ROWS:
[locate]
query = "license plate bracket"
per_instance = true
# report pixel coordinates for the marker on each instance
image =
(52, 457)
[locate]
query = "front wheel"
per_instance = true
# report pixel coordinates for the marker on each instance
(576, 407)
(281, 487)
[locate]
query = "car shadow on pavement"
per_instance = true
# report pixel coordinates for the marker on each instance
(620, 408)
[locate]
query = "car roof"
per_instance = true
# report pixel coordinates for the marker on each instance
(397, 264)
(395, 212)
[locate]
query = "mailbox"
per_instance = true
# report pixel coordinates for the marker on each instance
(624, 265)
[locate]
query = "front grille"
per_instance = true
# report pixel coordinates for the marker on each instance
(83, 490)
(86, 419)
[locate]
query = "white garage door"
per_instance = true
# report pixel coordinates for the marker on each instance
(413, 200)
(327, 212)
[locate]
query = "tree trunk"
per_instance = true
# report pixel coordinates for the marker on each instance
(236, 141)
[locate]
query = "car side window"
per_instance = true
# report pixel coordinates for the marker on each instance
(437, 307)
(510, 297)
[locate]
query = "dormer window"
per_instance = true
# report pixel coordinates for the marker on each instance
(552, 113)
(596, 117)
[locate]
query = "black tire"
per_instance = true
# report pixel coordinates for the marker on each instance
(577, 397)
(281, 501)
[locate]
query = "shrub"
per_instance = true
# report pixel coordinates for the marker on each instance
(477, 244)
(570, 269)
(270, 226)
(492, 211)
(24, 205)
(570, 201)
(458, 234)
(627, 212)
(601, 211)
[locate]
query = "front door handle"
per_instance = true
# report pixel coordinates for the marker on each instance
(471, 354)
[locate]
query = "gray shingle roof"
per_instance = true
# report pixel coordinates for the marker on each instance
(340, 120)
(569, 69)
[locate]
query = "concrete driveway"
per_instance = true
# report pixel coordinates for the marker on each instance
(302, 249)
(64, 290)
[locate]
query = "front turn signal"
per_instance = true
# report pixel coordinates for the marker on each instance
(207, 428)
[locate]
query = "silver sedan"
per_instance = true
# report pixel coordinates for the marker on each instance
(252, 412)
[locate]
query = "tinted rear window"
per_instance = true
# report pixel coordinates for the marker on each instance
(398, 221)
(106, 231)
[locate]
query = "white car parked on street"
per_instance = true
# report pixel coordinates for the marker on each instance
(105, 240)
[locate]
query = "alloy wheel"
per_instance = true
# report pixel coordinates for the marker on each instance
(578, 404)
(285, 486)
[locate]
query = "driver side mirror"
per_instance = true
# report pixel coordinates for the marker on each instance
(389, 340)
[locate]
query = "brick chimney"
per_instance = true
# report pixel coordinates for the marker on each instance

WHAT YOU HAVE TO DO: Pull out every line of the material that contains the string "door" and copy each one in full. Case counts.

RESPONSE TO THE EXERCISE:
query = "white garage door"
query = "front door handle"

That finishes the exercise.